[Opening PASSAGE section]

The Discounted Cumulative Gain for k displayed recommendations sums up the importance of the items displayed for 
the current user (cumulative), while penalizing relevant items in later slots (discounted).
In the Normalized Cumulative Gain for k given suggestions, this score is divided by the maximum possible value of DCG@K for the current user.

::

    def dcg(scores: list):
        """
        Computes the Discounted Cumulative Gain (DCG) for a list of scores

        Parameters
        ----------
        scores: list
            A list of scores

        Returns
        ----------
        dcg: float
            The Discounted Cumulative Gain (DCG)
        """
        return np.sum(np.divide(np.power(2, scores) - 1, np.log(np.arange(scores.shape[0], dtype=np.float32) + 2)), dtype=np.float32)


    def ndcgk(actual: list, predicted: list, relevance=None, at=None):
        """
        Calculates the implicit version of Normalized Discounted Cumulative Gain (NDCG) for top k items in the ranked output

        Parameters
        ----------
        actual: list
            A list of ground truth items
            example: [X, Y, Z]
        predicted: list
            A list of predicted items, recommended by the system
            example: [x, y, z]
        relevance: list, optional (default to None)

[Closing PASSAGE section]

TASK INSTRUCTIONS →
Answer these questions about the passage on ranking metrics.
1. In the Normalized Cumulative Gain, what is the score divided by?
2. What type does the dcg function return?
3. What is the default value of the relevance parameter in ndcgk?
The data below come from a separate source.

[Opening DATA UNDER STUDY section]

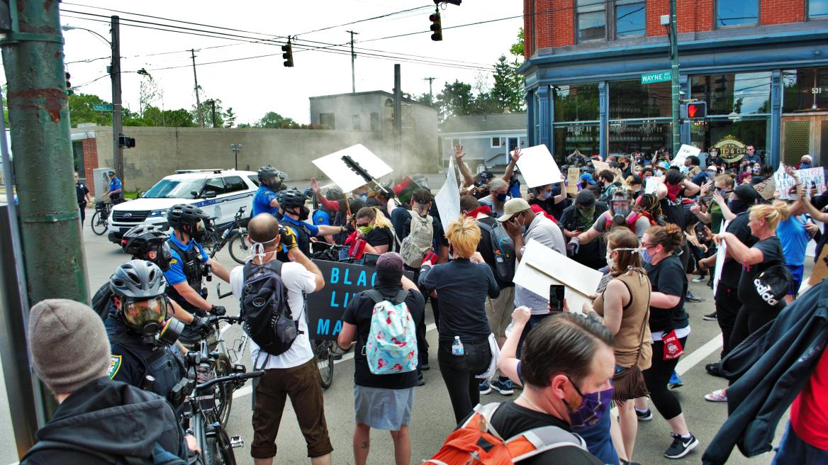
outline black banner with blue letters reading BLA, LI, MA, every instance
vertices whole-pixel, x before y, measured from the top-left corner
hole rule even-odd
[[[358,292],[373,289],[377,271],[373,266],[351,265],[335,261],[313,261],[322,271],[325,287],[309,294],[308,330],[311,339],[335,341],[342,331],[342,315],[349,300]],[[412,271],[403,271],[410,280]]]

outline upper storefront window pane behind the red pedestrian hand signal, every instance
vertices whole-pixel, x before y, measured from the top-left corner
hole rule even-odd
[[[707,103],[709,115],[771,113],[771,73],[691,76],[691,96]]]

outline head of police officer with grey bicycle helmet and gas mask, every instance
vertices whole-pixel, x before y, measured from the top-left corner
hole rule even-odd
[[[118,266],[109,289],[121,301],[116,318],[127,328],[145,340],[176,343],[184,324],[166,318],[166,278],[155,263],[132,260]]]

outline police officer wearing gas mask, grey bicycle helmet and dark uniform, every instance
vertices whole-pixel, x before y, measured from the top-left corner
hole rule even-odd
[[[181,399],[170,394],[186,370],[178,350],[172,348],[181,323],[166,319],[164,273],[149,261],[128,261],[118,266],[109,285],[113,314],[103,324],[112,351],[109,379],[155,392],[178,408]],[[163,336],[156,337],[159,334]]]

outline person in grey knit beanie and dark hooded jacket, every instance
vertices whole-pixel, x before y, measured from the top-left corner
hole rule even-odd
[[[38,443],[22,465],[147,460],[159,447],[186,460],[187,449],[196,449],[163,397],[109,379],[113,366],[106,329],[87,305],[64,299],[36,304],[29,314],[28,343],[32,368],[59,405],[35,434]]]

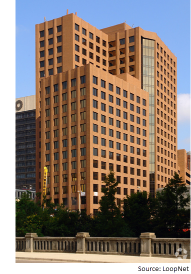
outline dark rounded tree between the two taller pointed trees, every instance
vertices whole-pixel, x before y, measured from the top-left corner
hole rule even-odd
[[[133,193],[123,199],[124,221],[134,231],[135,237],[142,232],[151,232],[153,199],[146,192]]]

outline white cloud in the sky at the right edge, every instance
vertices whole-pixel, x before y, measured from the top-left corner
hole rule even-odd
[[[177,122],[190,123],[190,94],[177,94]]]

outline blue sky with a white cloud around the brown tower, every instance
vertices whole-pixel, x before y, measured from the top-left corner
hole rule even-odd
[[[190,1],[189,0],[16,0],[15,97],[35,94],[35,24],[68,13],[98,29],[126,20],[156,32],[177,57],[178,149],[190,151]]]

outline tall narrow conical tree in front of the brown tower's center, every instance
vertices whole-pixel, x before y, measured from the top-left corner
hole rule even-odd
[[[94,237],[132,237],[127,225],[122,219],[120,206],[115,203],[118,182],[114,172],[105,177],[105,188],[101,188],[103,196],[99,200],[99,211],[94,217]]]

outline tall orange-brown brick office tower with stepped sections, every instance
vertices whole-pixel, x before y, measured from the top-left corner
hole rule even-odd
[[[125,195],[177,171],[176,57],[156,33],[73,13],[36,25],[36,189],[96,213],[109,170]],[[79,199],[79,191],[82,191]]]

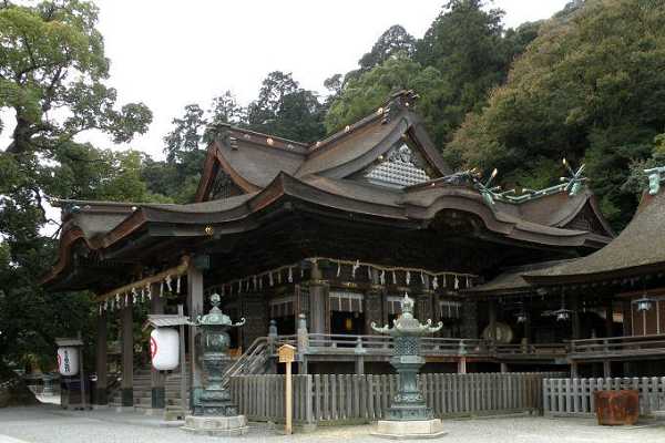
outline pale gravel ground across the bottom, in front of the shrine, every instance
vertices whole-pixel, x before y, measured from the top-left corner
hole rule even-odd
[[[446,443],[663,443],[665,424],[597,426],[586,419],[543,419],[513,416],[478,420],[447,420]],[[335,442],[380,443],[369,435],[371,426],[319,427],[310,433],[279,435],[264,424],[252,424],[243,437],[192,435],[160,425],[160,420],[112,411],[63,411],[53,405],[0,410],[0,443],[206,443],[238,442]],[[431,442],[431,440],[427,440]]]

[Closing DATA UNDER STUDY section]

SOLUTION TO THIS PROBLEM →
1. The maximum possible value of DCG@K for the current user.
2. A float.
3. None.